* _Text for analysis_:
*****
A Modern Day Fairy Tale

Faith. Family. Fiction. Fun.

Inside His Mind {Autism Awareness Month}

As a mother to a child with Autism, I am sure I am not alone when I say that I would love to see into my child's mind for just one day. My little man, like most with Autism in my opinion, is incredibly brilliant. He taught himself to read at just 2.5 years old (or sooner, we only discovered it at that point, but looking back believe it started even before then). He read full sentences before he could speak them. He knows every last detail about every train on the Island of Sodor-even things that make no sense to me- like what on earth is a narrow gauge engine!? I certainly don't know, but Shaun does. He can tell you what production company makes just about any movie. He memorizes logos. He recently started teaching himself addition, and has gotten quite good at it! He knows more about iPhones and iPads than I do- he even changed the home screen on every iPod touch in his principal's office (to 20th Century Fox, of course!). He learned to work all of our electronics at around 2-3 years old. The list goes on and on and on...it is clear to see that he has an astounding mind from the bits and pieces we've been allowed to see. Unfortunately, I know there is a lot more in there that he does not have the communication skills to share with us. How incredible it must be inside his head, how amazing his memory is...I'd love just once to see it all and know how it all works for him!

I recently read this article about Temple Grandin where she discusses the three types of thinking seen in those with Autism:

  • Verbal Logic- think in word details, often love history, foreign languages, weather statistics, and stock market reports and aren't good drawers
  • Music and Math Thinkers- see in patterns, often excel at math, chess, and computer programming and are interested in music and play it by ear
  • Visual Thinkers-think in photographically specific images, often good at drawing, other arts, and building things with building toys such as LEGOs. Many children who are visual thinkers like maps, flags and photographs.
Grandin herself is a Visual Thinker, and I see many similarities between how her mind works and how it appears Shaun's does as well (though I believe he also have a knack for patterns and math, and to an extent even music as well). If you haven't watched it yet, I highly recomend that everyone watched HBO's Temple Grandin movie- it gives a lot of great insight to how some on the spectrum may view the world. Though I watched this when Shaun was only about three, I could already see Shaun in several of the scenes. One scene that stuck out to me at the time was one where she was riding in the vehicle with her aunt and laughing hysterically over a movie scene. Her aunt didn't understand what was so funny because she couldn't see it, Temple was replaying it exactly in her head. That is 100% Shaun. He remembers movie scenes and conversations down to the last word and will replay them (and even script them at times) to himself...and all it takes is just one time seeing it if he's interested. He can't yet explain this to us, but you can see it in his eyes when he's doing it. When he is doing his drawings or Lego creations, you can again see his mind at work through his eyes...I truly wish there was a better way to explain this, but you can just see him picturing the images in his head, and doing his best to recreate them exactly onto paper or Legos, clay, whatever he finds to recreate these images with that day. Truly astounding to watch. We truly believe he has a near photographic memory and the same has been suggested by his school as well.
*****
Collected data:
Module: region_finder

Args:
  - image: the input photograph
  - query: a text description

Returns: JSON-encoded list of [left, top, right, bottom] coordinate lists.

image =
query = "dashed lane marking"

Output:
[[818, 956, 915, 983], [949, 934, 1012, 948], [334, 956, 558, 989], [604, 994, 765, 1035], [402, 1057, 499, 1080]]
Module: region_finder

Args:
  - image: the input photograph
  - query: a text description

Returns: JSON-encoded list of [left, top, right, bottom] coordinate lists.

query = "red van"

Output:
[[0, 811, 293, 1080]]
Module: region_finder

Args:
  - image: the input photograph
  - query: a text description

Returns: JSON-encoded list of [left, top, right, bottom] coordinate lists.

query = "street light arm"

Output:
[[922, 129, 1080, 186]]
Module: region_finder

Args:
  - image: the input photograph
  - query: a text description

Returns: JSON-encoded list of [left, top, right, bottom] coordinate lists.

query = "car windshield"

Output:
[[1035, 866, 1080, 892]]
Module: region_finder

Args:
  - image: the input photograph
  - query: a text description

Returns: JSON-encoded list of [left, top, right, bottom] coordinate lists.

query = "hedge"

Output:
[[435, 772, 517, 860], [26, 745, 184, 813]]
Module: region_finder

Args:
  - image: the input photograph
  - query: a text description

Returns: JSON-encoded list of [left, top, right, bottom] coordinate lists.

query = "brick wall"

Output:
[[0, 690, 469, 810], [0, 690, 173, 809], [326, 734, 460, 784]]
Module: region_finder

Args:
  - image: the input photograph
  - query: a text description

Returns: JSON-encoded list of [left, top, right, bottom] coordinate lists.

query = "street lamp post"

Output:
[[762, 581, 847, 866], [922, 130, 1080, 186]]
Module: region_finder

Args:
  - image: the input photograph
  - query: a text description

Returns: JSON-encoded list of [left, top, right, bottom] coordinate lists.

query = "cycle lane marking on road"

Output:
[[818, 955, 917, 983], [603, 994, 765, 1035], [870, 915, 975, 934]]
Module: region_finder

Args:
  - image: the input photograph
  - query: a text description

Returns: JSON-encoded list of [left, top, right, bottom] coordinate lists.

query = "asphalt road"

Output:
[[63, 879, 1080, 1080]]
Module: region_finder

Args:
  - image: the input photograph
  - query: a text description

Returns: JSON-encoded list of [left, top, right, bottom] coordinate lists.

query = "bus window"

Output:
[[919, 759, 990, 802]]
*****
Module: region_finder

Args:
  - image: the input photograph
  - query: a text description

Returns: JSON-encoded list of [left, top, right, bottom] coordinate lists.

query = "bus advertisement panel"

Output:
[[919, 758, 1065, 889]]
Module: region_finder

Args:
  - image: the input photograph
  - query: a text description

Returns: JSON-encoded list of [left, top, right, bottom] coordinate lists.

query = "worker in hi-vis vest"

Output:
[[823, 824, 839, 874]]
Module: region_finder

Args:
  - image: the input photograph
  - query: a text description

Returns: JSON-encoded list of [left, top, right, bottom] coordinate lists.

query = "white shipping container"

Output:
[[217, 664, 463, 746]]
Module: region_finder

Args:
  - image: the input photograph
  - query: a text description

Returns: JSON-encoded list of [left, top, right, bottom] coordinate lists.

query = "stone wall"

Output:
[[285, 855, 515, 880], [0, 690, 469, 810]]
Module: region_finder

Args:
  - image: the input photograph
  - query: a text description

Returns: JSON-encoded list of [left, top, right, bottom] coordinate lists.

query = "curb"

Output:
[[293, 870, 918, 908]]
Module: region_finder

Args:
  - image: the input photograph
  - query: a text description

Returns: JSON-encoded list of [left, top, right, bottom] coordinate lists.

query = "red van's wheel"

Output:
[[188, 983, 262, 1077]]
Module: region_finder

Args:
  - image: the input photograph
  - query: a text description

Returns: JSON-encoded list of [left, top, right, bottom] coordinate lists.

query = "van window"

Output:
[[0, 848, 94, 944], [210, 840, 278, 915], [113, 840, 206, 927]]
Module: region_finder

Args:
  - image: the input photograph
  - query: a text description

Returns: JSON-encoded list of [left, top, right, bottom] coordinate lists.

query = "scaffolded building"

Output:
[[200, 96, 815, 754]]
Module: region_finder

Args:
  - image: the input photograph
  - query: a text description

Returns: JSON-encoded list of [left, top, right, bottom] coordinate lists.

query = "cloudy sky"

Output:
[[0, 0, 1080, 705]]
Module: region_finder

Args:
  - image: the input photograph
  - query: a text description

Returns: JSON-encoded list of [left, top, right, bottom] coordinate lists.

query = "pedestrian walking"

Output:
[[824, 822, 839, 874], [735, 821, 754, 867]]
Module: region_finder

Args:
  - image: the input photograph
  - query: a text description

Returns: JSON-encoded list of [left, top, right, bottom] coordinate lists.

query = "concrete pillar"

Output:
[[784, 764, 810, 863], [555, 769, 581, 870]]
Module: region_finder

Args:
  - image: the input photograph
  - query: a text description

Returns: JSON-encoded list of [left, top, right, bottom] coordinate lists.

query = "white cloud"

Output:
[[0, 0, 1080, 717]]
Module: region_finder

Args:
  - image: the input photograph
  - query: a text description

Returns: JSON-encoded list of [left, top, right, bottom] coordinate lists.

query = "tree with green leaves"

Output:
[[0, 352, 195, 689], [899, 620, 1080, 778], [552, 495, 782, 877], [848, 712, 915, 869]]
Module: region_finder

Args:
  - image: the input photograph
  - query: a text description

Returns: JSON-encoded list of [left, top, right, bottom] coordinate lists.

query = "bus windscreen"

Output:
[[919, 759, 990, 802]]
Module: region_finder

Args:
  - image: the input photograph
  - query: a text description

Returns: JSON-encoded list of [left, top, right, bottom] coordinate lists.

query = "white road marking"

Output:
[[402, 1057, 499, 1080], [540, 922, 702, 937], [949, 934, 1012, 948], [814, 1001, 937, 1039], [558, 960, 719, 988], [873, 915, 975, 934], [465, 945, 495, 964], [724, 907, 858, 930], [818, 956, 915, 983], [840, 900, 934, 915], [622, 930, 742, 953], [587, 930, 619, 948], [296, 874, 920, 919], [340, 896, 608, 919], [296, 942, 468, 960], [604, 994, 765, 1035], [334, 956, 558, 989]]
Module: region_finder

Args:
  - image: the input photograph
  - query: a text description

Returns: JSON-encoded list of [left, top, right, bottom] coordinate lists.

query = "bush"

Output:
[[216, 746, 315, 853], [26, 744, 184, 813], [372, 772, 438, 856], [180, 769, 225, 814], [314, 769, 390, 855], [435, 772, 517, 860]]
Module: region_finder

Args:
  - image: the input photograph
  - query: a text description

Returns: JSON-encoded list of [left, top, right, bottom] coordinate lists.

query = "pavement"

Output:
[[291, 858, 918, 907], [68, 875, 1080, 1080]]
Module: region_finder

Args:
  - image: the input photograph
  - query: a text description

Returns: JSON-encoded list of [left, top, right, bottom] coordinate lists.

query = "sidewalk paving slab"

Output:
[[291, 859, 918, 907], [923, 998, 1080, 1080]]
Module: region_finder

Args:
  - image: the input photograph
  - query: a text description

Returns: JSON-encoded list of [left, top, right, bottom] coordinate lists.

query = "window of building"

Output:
*****
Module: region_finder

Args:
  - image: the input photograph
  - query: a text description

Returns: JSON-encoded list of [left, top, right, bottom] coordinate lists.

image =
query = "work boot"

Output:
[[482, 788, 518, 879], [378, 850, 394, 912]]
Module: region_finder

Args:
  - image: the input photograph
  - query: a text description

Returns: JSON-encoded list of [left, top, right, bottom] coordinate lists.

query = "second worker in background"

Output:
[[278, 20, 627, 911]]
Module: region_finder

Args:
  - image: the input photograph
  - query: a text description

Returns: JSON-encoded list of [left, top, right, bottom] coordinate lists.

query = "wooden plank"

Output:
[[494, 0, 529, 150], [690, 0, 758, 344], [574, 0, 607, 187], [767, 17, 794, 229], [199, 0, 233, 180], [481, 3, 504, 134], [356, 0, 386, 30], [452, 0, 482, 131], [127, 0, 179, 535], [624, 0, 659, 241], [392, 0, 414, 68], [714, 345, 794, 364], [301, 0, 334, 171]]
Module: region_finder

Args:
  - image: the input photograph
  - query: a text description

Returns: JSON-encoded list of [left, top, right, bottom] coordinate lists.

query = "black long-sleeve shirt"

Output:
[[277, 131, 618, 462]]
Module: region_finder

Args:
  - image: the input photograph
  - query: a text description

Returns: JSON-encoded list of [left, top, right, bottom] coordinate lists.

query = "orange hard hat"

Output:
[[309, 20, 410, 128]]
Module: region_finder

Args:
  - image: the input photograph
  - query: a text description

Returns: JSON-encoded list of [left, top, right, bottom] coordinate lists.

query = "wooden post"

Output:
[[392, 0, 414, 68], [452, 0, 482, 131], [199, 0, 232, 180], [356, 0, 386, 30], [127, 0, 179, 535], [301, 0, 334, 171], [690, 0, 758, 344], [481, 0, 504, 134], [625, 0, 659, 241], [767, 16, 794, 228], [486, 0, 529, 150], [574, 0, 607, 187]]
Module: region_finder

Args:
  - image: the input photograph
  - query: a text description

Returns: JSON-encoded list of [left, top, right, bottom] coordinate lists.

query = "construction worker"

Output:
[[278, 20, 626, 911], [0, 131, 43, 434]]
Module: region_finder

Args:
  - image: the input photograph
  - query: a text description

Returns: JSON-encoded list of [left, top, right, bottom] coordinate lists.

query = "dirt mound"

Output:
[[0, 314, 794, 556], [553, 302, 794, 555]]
*****
* _Instructions_:
1. In the autism post, how old was Shaun when he taught himself to read?
2. Reproduce the autism post word for word between "I recently read" and "flags and photographs.", inclusive.
The rows are separate from the autism post and have no connection to it.

* _Task responses_:
1. He was about 2.5 years old.

2.
I recently read this article about Temple Grandin where she discusses the three types of thinking seen in those with Autism:

  • Verbal Logic- think in word details, often love history, foreign languages, weather statistics, and stock market reports and aren't good drawers
  • Music and Math Thinkers- see in patterns, often excel at math, chess, and computer programming and are interested in music and play it by ear
  • Visual Thinkers-think in photographically specific images, often good at drawing, other arts, and building things with building toys such as LEGOs. Many children who are visual thinkers like maps, flags and photographs.